**Tugas yang Diminta 1:** Susun ulang semua baris pada entri di bawah menjadi daftar bernomor, tanpa menyertakan baris kosong.

══ Teks yang Diberikan ══

Kovach menjelaskan bagaimana keriuhan informasi di era digital, yang kemudian
diplintir oleh para spin doctors. Ia menyasar publik, yang
disebutnya tidak lagi menjadi konsumen berita, namun juga sebagai produser yang
juga menyebarkan informasi. Yang perlu diwaspadai adalah pihak-pihak yang
hendak memanipulasi kebenaran demi kepentingan kelompok tertentu.
Kata
Kovach, fenomena banjir informasi ini bukanlah sesuatu yang baru. Sejak
munculnya era komunikasi, manusia terbiasa berhadapan dengan berbagai
informasi. Seiring dengan perubahan lanskap sosial dan politik, berubah pula
cara-cara manusia memahami dan brinteraksi dengan informasi. Perubahan pola
komunikasi itu berjalan seriing dengan perubahan pola kepemimpinan, mulai dari
pemimpin spiritual ke pemimpin suku, pemimpin suku ke raja, munculnya
negara-kota, serta otoritas negara. Informasi juga mengalir mengikuti otoritas,
hingga era sekarang yang memungkinkan informasi bisa mengalir dari berbagai
sisi.
Masih
kata mahaguru jurnalistik dari Harvard University ini, terdapat sejumlah tips
bagi warga untuk “diet informasi” dengan cara menggunakan pola pikir
skeptis (skeptical knowing) langkah demi langkah. Pertama,
kenali setiap jenis konten yang dihadapi. Kedua, kita harus
memeriksa kelengkapan laporan media. Ketiga, kita harus menilai
otoritas dan kualifikasi sumber. Keempat, kita harus menilai fakta
dengan membedakan antara mengamati dan memahami, kesimpulan dan bukti, serta
bagaimana berinteraksi dengan fakta. Kelima, lakukan evaluasi
terus-menerus terhadap setiap informasi.
Ia
mengatakan bahwa sebagai konsumen, kita harus berpikir kritis. Saat membaca
informasi, kita harus mencari apa yang lebih, serta bisa membuat kita percaya
bahwa informasi itu akurat. Terhadap banyak informasi, kita harus meninggalkan
cara berpikir lama yang seolah-olah media hendak mengatakan “percayalah apa
yang saya katakan.” Kita harus menggantinya dengan cara berpikir yang melihat
semua liputan dengan pertanyaan, “Apa yang harus membuat saya percaya?
Tunjukkanlah bukti-bukti kuat biar saya yakin.”

═══

**Tugas yang Diminta 2:** Teruskan teks di atas tentang banjir informasi dan cara berpikir skeptis menurut Kovach, dimulai sesudah kalimat terakhirnya.

══ Entri yang Diberikan ══

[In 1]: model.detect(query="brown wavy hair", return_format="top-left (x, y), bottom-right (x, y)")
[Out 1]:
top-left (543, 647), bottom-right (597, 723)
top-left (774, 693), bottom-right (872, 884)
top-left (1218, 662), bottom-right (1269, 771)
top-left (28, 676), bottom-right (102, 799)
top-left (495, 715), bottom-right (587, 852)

═══

**Jawaban Tertulis 1:**
1. [In 1]: model.detect(query="brown wavy hair", return_format="top-left (x, y), bottom-right (x, y)")
2. [Out 1]:
3. top-left (543, 647), bottom-right (597, 723)
4. top-left (774, 693), bottom-right (872, 884)
5. top-left (1218, 662), bottom-right (1269, 771)
6. top-left (28, 676), bottom-right (102, 799)
7. top-left (495, 715), bottom-right (587, 852)

**Jawaban Tertulis 2:**
Setiap
orang harus menjadi editor yang mempertanyakan semua informasi. Di sini
terletak daya kritis dan kemampuan analitik. Jika seseorang punya daya kritis
itu, ia tidak akan mudah diseret-seret oleh berbagai informasi yang menyebar di
berbagai kanal media sosial. Namun jika orang tersebut tidak kritis, semua
informasi yang masuk akan langsung dipercayainya.
Parahnya,
ada banyak orang yang mudah saja menerima semua informasi yang berseliweran di
sekitarnya, tanpa mengeceknya lebih jauh. Di media sosial, banyak orang yang
dengan mudahnya diprovokasi dengan berita-berita dari berbagai situs abal-abal,
lalu kehilangan daya kritis untuk mempertanyakan semua informasi itu. Publik
mudah tersihir dengan berita seolah-olah inside story, setelah itu
ikut menjadi clicking monkey, para penyebar informasi fitnah
melalui berbagai kanal media sosial.
***
DI
ERA INI, kita memang harus jauh lebih kritis. Saya teringat kalimat seorang
ilmuwan sosial yang mengatakan bahwa orang hanya ingin melihat apa yang ingin
dilihatnya. Maksudnya, saat seseorang terlanjur punya prasangka, maka dia hanya
akan melihat hal-hal sesuai dengan prasangka sebelumnya. Biarpun banyak sumber
kredibel menyatakan fakta itu keliru, ia tidak akan memercayainya. Tapi ketika
satu fakta dari sumber abal-abal menyatakan dirinya benar, ia akan langsung
menyebarkannya, tanpa mengeceknya lagi.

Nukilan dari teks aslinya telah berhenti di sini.